OBJECTIVE -> Both the line containing "point_to MUST indicate the stone gable" and the last line of the listing are included: write out exactly the lines from one to the other.

▼▼▼

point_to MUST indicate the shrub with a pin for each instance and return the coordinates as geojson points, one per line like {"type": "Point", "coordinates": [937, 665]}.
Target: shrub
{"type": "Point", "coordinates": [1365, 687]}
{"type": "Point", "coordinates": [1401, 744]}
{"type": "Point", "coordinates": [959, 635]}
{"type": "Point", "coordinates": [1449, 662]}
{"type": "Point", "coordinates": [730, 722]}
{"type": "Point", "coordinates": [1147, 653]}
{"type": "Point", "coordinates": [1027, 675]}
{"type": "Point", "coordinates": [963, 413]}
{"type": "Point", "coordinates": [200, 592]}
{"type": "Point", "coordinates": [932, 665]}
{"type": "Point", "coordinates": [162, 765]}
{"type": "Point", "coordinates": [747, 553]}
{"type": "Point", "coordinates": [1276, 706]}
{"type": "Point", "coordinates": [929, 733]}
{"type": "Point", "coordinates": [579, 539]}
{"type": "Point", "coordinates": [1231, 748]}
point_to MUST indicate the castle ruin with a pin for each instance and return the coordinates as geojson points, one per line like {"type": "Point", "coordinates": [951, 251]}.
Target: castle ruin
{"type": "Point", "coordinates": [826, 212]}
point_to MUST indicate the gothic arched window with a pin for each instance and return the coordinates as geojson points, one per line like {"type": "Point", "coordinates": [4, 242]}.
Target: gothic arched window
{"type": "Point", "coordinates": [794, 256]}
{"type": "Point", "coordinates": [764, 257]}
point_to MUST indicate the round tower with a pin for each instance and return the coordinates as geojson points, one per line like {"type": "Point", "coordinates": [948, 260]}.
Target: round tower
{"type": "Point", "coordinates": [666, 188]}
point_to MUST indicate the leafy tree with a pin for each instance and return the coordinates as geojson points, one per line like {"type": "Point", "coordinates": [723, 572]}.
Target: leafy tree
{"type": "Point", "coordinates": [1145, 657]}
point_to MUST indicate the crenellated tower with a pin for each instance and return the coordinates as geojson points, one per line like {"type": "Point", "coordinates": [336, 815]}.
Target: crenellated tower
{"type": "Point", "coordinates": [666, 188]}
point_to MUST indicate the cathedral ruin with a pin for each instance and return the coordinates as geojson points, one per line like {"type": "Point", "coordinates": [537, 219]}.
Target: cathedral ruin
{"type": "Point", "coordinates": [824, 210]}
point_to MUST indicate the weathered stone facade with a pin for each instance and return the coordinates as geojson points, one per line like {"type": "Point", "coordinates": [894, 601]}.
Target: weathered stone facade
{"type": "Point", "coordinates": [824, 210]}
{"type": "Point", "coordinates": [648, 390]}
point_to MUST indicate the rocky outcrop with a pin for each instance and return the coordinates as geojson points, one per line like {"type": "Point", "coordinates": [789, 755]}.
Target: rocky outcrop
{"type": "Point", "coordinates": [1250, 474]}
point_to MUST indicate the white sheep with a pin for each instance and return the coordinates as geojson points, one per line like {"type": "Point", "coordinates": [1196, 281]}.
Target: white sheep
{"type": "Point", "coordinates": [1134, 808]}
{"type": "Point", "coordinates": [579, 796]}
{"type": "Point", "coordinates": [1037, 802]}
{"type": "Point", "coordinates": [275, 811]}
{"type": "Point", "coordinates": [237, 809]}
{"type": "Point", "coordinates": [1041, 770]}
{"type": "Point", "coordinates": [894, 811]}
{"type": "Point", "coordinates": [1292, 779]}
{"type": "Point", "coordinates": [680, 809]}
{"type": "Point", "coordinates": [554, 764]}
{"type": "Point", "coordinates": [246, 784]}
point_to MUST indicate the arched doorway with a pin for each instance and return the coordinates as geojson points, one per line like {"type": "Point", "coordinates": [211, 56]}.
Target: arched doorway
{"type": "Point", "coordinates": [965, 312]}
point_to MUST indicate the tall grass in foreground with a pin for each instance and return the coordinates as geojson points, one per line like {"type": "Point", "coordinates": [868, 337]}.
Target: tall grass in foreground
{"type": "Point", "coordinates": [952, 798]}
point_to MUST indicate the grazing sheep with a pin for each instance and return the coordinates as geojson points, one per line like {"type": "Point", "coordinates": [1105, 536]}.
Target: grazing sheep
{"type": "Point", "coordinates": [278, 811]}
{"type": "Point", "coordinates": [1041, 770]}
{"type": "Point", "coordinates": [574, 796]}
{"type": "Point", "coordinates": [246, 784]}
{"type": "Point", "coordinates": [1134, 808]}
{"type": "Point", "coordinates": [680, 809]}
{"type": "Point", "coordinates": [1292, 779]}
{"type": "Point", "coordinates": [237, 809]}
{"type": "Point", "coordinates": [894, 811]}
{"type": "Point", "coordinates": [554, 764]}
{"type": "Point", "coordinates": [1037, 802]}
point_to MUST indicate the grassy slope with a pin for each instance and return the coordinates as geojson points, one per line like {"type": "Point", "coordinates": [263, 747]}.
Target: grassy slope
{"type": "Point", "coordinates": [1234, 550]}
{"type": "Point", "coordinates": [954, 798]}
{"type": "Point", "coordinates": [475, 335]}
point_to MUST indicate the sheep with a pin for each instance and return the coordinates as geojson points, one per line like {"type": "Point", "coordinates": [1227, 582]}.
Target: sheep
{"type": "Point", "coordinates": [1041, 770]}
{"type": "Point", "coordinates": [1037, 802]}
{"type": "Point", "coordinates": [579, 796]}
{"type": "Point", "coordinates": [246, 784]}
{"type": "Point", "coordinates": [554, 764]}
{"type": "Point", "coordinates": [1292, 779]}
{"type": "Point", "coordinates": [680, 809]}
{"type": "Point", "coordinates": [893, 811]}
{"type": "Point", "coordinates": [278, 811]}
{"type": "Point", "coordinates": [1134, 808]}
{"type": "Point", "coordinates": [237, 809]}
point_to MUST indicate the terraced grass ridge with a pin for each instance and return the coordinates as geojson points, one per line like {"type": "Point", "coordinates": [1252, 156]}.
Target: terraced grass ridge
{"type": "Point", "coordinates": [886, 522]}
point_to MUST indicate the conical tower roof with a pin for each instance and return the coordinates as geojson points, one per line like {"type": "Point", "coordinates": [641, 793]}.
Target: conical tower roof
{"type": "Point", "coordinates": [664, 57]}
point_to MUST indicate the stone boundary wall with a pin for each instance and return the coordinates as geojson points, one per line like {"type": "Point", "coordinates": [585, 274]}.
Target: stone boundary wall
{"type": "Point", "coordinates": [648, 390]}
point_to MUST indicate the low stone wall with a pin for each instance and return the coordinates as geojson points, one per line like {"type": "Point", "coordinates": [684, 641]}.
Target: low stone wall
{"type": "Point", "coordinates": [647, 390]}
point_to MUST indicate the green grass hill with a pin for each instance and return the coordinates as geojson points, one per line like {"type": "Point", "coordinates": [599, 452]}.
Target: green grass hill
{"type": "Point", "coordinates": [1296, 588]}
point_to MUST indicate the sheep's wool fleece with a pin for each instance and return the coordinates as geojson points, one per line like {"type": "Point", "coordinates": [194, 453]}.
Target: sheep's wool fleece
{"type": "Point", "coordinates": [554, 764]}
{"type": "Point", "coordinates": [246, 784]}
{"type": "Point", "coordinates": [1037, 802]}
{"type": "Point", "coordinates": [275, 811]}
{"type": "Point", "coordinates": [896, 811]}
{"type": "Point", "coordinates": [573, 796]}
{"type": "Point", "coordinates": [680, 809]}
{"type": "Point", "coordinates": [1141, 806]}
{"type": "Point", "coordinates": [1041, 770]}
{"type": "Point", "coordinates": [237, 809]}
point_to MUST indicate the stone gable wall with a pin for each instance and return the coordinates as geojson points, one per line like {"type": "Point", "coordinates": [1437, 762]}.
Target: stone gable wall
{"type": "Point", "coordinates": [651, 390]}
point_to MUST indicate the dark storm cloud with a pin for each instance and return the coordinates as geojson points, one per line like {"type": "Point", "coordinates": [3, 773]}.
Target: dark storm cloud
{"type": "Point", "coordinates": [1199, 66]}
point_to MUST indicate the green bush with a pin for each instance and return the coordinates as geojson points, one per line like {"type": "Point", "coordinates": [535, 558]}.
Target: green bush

▲▲▲

EXPECTED ANSWER ->
point_to MUST indicate the stone gable wall with a pin for each instance and return the coordinates as geojson points, one per line like {"type": "Point", "coordinates": [1437, 762]}.
Target: stone gable wall
{"type": "Point", "coordinates": [651, 390]}
point_to MUST indicate the dark storm cloud with a pin for each instance and return the coordinates as geojson points, one per line like {"type": "Point", "coordinates": [3, 773]}.
Target: dark storm cloud
{"type": "Point", "coordinates": [1199, 66]}
point_to MUST indicate the green bush with a pin for each instance and return the coordinates as geojson points, one per line like {"type": "Point", "coordinates": [535, 558]}.
Target: green bush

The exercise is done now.